* PROVIDED INFORMATION:
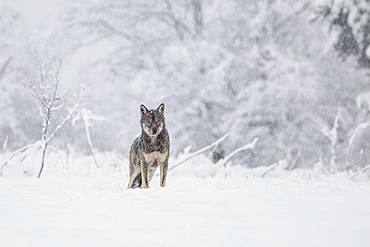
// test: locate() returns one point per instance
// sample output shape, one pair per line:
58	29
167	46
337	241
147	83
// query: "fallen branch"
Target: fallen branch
248	146
14	154
202	150
271	168
363	170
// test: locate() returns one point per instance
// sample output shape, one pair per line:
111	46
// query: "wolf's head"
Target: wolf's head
152	121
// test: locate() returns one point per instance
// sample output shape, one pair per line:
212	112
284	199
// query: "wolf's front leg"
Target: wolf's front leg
144	175
163	173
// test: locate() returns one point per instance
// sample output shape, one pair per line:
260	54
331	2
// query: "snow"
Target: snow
98	210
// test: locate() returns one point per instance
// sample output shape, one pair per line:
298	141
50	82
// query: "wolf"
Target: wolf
150	149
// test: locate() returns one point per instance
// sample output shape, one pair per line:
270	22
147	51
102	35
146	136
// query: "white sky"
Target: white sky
39	15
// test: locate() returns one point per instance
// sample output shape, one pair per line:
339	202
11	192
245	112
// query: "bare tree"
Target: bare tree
51	106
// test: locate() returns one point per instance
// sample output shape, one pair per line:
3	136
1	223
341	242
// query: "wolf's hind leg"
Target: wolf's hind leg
134	172
163	173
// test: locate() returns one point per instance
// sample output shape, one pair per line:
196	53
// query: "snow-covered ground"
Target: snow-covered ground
98	210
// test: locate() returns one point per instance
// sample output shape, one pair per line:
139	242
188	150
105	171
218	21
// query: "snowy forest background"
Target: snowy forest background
295	75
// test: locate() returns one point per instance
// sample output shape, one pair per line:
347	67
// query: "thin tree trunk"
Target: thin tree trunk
45	146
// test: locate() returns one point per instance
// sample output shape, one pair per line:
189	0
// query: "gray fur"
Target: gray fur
150	149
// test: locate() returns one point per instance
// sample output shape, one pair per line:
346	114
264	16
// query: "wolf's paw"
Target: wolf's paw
144	186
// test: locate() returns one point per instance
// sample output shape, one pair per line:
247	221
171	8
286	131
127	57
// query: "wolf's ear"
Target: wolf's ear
160	109
143	110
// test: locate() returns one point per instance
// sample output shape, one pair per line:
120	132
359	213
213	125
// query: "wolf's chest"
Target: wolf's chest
155	157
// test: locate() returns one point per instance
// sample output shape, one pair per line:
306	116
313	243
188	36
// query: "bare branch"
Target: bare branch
248	146
202	150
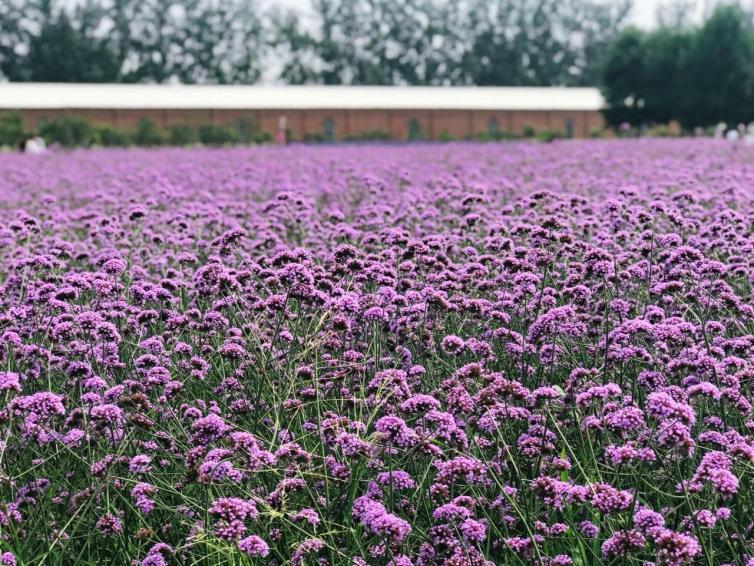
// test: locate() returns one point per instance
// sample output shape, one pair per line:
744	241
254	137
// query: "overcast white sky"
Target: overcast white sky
643	15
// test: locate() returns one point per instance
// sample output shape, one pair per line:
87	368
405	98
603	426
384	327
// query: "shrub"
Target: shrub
148	134
445	136
68	131
12	129
210	134
182	134
113	137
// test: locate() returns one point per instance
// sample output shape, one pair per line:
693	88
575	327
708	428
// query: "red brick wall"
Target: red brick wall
459	124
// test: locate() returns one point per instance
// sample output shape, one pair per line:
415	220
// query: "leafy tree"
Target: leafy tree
622	78
62	53
718	77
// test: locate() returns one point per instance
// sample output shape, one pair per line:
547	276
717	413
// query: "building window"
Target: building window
328	133
414	129
569	128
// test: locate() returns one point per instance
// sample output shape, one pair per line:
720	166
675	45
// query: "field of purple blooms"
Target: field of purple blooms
455	355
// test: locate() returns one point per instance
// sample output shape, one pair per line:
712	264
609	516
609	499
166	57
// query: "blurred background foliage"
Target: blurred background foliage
697	75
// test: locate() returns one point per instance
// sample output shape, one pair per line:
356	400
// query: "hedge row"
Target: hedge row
76	132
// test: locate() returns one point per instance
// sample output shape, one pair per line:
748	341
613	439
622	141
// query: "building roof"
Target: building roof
149	96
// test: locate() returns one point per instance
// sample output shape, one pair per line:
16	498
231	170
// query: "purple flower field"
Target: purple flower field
421	355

* THE PROBLEM: Pictures do not belong in the copy. Output all of the records exactly.

* WRITTEN RESPONSE:
// test: locate() returns one point per instance
// sample output shape, one pair per line:
58	29
167	46
337	241
147	83
// query: "fallen branch"
Target: fallen branch
248	146
14	154
202	150
271	168
363	170
// test: locate() returns one point per instance
// sample output shape, one pair per line:
111	46
// query: "wolf's head"
Target: wolf's head
152	121
// test: locate() returns one point per instance
// sample output shape, one pair per line:
212	112
284	199
// query: "wolf's front leg"
Target: wolf's front leg
144	175
163	173
// test: locate() returns one point per instance
// sample output shape, one pair per line:
260	54
331	2
// query: "snow"
Target: snow
98	210
// test: locate() returns one point per instance
// sample output shape, one pair per line:
298	141
50	82
// query: "wolf"
Target: wolf
150	149
// test: locate() returns one point per instance
// sample output shape, one pair per line:
270	22
147	51
102	35
146	136
// query: "white sky"
Target: white sky
39	15
// test: locate() returns one point per instance
// sample output shape, one pair per line:
339	202
11	192
245	112
// query: "bare tree"
Target: bare tree
51	106
// test: locate() returns one point per instance
// sample output shape, one pair per line:
3	136
1	223
341	242
// query: "wolf's hind leg"
Target: wolf's hind leg
134	172
163	173
// test: locate() returns one point per instance
// sample output shape, one pair per line:
196	53
// query: "snow-covered ground"
Target: snow-covered ground
98	210
// test: locate() returns one point per instance
// sample output shape, one pair per line:
139	242
188	150
105	171
218	21
// query: "snowy forest background"
Target: snowy forest background
295	75
// test: locate() returns one point per instance
// sample output shape, one pair per line:
347	67
// query: "thin tree trunk"
Target: thin tree trunk
45	146
// test: locate() returns one point per instance
// sample output shape, one pair per line:
189	0
// query: "gray fur"
Target: gray fur
150	149
// test: locate() returns one point per instance
// sample output shape, one pair per line:
346	114
264	16
// query: "wolf's paw"
Target: wolf's paw
144	186
// test: locate() returns one point per instance
// sample output shape, one pair per line:
247	221
171	8
286	131
127	57
// query: "wolf's ear"
Target: wolf's ear
160	109
143	110
// test: locate() returns one point per instance
// sample output shape, one pair per line:
120	132
359	213
213	125
// query: "wolf's chest"
Target: wolf's chest
155	157
// test: locate() returns one point per instance
// sample output shape, one pair per line:
306	116
313	243
188	36
// query: "bare branch"
Target: bare branch
248	146
202	150
// test: locate() returns one point per instance
// sample output shape, one pair per line:
744	241
254	137
// query: "overcast white sky"
Target: overcast white sky
643	15
// test: locate() returns one point per instance
// sample output shape, one pair per line:
87	368
405	98
603	426
384	327
// query: "shrub"
Target: shrub
148	134
445	136
68	131
12	129
210	134
182	134
113	137
// test: locate() returns one point per instance
// sample output shape, one pair per line:
693	88
575	327
708	428
// query: "red brick wall"
Target: red brick wall
459	124
// test: locate() returns one point per instance
// sample output shape, one pair per line:
415	220
// query: "leafy tree"
Target: leafy tree
622	78
62	53
718	77
// test: locate() returns one point per instance
// sample output shape, one pair per line:
547	276
717	413
// query: "building window"
Target: building window
328	133
414	129
569	128
// test: locate() returns one point per instance
// sample output shape, one pair per line:
720	166
675	45
// query: "field of purple blooms"
Target: field of purple blooms
455	355
// test: locate() returns one point per instance
// sample output shape, one pair per line:
712	264
609	516
609	499
166	57
// query: "blurred background foliage"
Target: blurred background foliage
697	75
// test: locate() returns one point per instance
// sample output shape, one pair per line:
356	400
// query: "hedge row"
Target: hedge row
76	132
// test: locate() returns one point per instance
// sample output shape, one pair per line:
748	341
613	439
622	141
// query: "building roof"
Target: building roof
149	96
// test: locate() returns one point per instance
// sample output shape, one pair per line:
16	498
231	170
// query: "purple flower field"
Target: purple flower field
421	355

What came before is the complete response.